Meb: Yeah. The home ownership whole stack. You’re seeing so many cool companies in that space. What else? You got any other case studies? Any ideas that you’re particularly hot about? Are there any portfolio companies that have been surprise rocket ships? Take the open-ended question any way you want. Anything you’re particularly excited about?

Ben: One of our most recent investments that we did, which is actually, so far, the largest investment we’ve ever made, is in a consumer stock-broking company called M1, which I think the world of, I love the experience of M1. I think actually for many folks who are, sort of, your audience, it’s probably a pretty perfect kind of app. M1, I think, takes some of the aspects of what, say, a Robinhood does and some of the aspects of, let’s say, Wealthfront or Betterment do, kind of, blend them together into a brokerage account for self-directed, long-term investors who want to build portfolios for themselves that they believe can outperform. M1 makes that incredibly easy to do, with zero commissions, automatic rebalancing, heavily through ETFs, but also through single stocks, if that’s how you wanna do it, in a really beautiful application. And they’re adding to it, over time, just ongoing automation tools for individuals who wanna take charge of their own finances and financial services.

I think there’s something really powerful about that. One of the ways we think about it is that we are investors in a whole bunch of consumer-facing FinTech companies, many of which offer so-called challenger bank solutions to consumers, some of whom are less affluent and some of whom are more affluent. For an M1 customer, if you have a big brokerage account, whatever big means, I’m not gonna put a number on it, but you’re, sort of, actually investing an account at some scale. M1 unlocks for you a whole bunch of use cases that, I think, over time will become really compelling reasons to switch.

So, one of the examples I love, it’s a little bit to home ownership which one of the management team folks that M1 told us about that they did themselves every year, if you’re a homeowner, you have to pay your taxes. It’s a big check, actually, to write your property tax bill when the bill comes due. And most people don’t necessarily have that cash, like, lying around to write their check. Sometimes they save up in order to pay that bill, sometimes they borrow to pay that bill. M1, in theory, on an automated basis, would let you pay your homeowner’s taxes at the beginning of the year when it’s required to pay it by borrowing against your stock holdings because they can essentially make you a margin type loan. It’s not actually a margin loan because you don’t use it to go buy more stock. It’s just a secured loan against the value of your stuff, which is the, kinda, thing that the big banks would do for their ultra-high net worth clients, like, all day long, but it’s actually, sort of, annoying to do on, like, E-Trade. M1 one makes this really easy.

→ Tasks
1 > In the interview transcript, what does Ben call the largest investment his firm has ever made?
2 > Translate this sentence from the interview transcript into Spanish: "It’s a big check, actually, to write your property tax bill when the bill comes due."
3 > Continue the interview transcript about M1 from the point where it stops.
The records come from an unrelated source.

→ Information provided
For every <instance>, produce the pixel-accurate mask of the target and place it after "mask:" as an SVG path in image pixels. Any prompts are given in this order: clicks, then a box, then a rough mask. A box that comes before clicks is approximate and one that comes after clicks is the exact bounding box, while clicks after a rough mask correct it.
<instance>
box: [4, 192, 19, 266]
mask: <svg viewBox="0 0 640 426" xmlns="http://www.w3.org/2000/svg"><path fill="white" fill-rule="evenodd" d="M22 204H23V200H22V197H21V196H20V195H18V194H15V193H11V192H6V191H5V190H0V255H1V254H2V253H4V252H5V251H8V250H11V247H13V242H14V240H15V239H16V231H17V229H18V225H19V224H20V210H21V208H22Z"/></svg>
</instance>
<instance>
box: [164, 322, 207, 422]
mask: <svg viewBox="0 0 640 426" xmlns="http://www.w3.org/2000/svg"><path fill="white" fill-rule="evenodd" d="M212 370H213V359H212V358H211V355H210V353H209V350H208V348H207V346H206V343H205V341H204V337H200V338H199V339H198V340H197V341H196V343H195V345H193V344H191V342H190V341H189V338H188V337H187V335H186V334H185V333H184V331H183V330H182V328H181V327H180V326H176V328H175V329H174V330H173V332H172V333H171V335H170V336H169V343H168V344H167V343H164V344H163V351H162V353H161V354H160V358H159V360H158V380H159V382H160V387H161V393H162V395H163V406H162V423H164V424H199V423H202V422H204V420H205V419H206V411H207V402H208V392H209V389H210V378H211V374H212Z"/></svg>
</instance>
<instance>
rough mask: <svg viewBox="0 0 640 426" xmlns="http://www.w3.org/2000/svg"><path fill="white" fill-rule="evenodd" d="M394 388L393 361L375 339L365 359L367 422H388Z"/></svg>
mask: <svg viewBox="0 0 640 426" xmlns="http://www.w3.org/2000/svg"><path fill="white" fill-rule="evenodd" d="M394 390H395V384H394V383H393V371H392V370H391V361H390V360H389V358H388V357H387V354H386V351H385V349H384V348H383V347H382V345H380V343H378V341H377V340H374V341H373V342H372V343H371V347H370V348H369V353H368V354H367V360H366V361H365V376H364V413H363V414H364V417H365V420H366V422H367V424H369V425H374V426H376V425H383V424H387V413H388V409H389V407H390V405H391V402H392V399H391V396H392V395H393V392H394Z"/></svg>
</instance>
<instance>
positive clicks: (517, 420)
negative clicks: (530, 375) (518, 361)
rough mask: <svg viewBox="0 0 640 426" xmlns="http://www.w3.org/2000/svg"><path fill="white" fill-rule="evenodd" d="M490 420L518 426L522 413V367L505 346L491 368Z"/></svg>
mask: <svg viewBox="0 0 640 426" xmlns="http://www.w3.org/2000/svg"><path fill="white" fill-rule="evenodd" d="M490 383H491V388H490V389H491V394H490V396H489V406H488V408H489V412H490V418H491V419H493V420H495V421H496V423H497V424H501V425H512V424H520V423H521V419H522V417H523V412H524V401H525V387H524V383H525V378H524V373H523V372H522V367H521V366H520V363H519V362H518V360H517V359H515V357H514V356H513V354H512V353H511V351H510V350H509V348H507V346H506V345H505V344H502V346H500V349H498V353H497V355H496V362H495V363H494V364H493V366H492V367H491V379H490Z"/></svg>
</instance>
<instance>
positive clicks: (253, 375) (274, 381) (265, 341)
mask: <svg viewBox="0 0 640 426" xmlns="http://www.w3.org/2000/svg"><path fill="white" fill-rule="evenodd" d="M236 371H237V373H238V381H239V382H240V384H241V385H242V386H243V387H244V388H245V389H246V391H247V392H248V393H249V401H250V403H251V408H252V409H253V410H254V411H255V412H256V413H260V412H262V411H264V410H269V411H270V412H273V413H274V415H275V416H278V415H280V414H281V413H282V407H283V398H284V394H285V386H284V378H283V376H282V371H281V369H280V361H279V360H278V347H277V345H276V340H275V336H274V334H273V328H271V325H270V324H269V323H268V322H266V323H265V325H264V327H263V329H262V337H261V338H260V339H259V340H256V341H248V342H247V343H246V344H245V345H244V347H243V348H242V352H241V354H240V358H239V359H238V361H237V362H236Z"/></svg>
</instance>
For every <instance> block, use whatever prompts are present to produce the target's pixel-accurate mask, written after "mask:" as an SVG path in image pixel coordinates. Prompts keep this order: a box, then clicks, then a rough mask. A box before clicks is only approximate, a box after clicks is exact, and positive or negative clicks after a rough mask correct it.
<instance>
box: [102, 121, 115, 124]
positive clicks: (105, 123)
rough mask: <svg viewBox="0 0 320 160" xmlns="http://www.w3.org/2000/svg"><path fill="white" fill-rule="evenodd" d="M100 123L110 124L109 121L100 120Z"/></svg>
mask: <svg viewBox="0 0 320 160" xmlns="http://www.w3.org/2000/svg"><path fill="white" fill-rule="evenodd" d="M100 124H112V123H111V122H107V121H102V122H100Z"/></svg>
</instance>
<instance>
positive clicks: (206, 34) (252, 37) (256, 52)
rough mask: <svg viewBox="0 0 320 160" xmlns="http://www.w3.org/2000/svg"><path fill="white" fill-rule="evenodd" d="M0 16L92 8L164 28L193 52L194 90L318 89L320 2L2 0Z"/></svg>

→ Answers to the problems
1 > An investment in M1, a consumer stock-broking company.

2 > En realidad, es un cheque grande el que hay que extender para pagar el impuesto sobre la propiedad cuando vence la factura.

3 >
And then they can set an automated repayment schedule of that loan over the course of the year. They could do it out of the dividend stream and earnings streams that your stock portfolio is gonna generate. They could do it out of a bank account that you would attach to M1 and they actually now have their own debit account that you can do and partner with it. And this is actually a more efficient way for you as an investor to stay invested all the time rather than having to sell some relatively substantial chunk of your portfolio on a random day to have to go pay this tax bill. It may not actually be the right time to be under-invested and to then have to, sort of, buy back in over some period of time. It’s better to stay invested through the whole thing. Borrow against it at a fairly low yield because the loan is actually secured by your portfolio. And to do this in an automated fashion is, I think, the, kind of, interesting innovation that, over time, M1 will continue to roll out.

And we’ll see this not just with M1 and lots of sorts of businesses, the idea of automated financial services. People are calling it self-driving wallets. I think Wealthfront actually trademarked that term, although lots of people talk about it. I just prefer to talk about automation in finance, whatever that looks like. I think that’s going to be a very big fanatic. And M1 is interesting to us because it takes a lot of the best features in the consumer wealth management space, consumer-broking space, and stitches them together with automation, that creates some real power for you as a user. I think this is really cool.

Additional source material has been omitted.